WHAT IS ASKED: In the entries below, replace every "instance" with "occurrence" and leave everything else as it is.
* Start *
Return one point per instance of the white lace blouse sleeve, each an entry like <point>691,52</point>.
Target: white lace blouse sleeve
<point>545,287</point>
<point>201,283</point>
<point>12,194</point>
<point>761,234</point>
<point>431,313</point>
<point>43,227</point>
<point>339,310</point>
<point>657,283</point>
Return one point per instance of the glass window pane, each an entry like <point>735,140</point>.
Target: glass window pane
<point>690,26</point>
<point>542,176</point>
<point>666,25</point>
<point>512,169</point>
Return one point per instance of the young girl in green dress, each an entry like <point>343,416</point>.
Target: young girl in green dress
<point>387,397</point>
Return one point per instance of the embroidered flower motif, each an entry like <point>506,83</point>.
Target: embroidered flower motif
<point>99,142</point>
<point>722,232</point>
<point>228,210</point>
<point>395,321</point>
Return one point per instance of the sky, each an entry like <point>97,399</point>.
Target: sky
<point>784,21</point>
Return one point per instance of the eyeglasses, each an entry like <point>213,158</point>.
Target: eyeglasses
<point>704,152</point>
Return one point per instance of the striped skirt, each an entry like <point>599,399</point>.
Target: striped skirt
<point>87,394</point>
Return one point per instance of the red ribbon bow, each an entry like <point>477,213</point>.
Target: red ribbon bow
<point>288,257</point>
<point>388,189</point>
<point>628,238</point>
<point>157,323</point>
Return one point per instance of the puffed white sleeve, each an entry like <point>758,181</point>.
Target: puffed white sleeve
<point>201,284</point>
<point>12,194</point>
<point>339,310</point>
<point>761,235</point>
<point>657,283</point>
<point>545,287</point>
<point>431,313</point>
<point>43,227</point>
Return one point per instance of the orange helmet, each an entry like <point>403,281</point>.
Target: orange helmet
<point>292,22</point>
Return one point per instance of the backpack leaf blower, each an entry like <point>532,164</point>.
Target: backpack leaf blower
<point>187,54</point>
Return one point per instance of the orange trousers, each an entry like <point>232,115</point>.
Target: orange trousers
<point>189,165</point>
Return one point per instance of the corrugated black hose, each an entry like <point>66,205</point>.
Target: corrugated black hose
* End *
SOLUTION FOR THIS PROBLEM:
Return one point per occurrence of the white lace blouse sleeve, each an entry like <point>691,52</point>.
Target: white lace blouse sleeve
<point>545,287</point>
<point>201,283</point>
<point>12,194</point>
<point>761,234</point>
<point>431,313</point>
<point>43,227</point>
<point>339,310</point>
<point>657,283</point>
Return one point per occurrence of the glass window pane, each an entry like <point>735,140</point>.
Target: glass window pane
<point>690,26</point>
<point>542,176</point>
<point>666,25</point>
<point>512,169</point>
Return one point per occurrence of the young girl in green dress, each an entry like <point>343,416</point>.
Target: young girl in green dress
<point>387,397</point>
Return one point per occurrence of the embroidered flower motif, each an entry like <point>506,83</point>.
Target: embroidered flower motif
<point>99,142</point>
<point>722,232</point>
<point>228,210</point>
<point>395,321</point>
Return one point per occurrence of the sky, each an entry like <point>97,399</point>.
Target: sky
<point>784,21</point>
Return one point per occurrence of the eyeglasses, each an entry like <point>213,158</point>.
Target: eyeglasses
<point>704,152</point>
Return one point per occurrence of the striped skirt, each an entry like <point>599,399</point>.
Target: striped skirt
<point>87,394</point>
Return one point per occurrence of the red ribbon bow, each an entry like <point>477,213</point>.
Target: red ribbon bow
<point>288,257</point>
<point>388,189</point>
<point>628,238</point>
<point>157,323</point>
Return one point per occurrence of the puffed white sleeve, each an entry like <point>758,181</point>.
Target: puffed white sleeve
<point>201,284</point>
<point>12,194</point>
<point>339,310</point>
<point>761,235</point>
<point>657,283</point>
<point>545,287</point>
<point>431,313</point>
<point>43,227</point>
Return one point per occurrence of the orange helmet, each an entry like <point>403,281</point>.
Target: orange helmet
<point>292,22</point>
Return one point per occurrence of the backpack leaf blower, each an entry like <point>532,164</point>.
Target: backpack leaf blower
<point>187,54</point>
Return one point per occurrence of the orange trousers, each an entry like <point>232,115</point>.
Target: orange trousers
<point>189,165</point>
Return one point per occurrence of the corrugated black hose, each an entry like <point>66,205</point>.
Target: corrugated black hose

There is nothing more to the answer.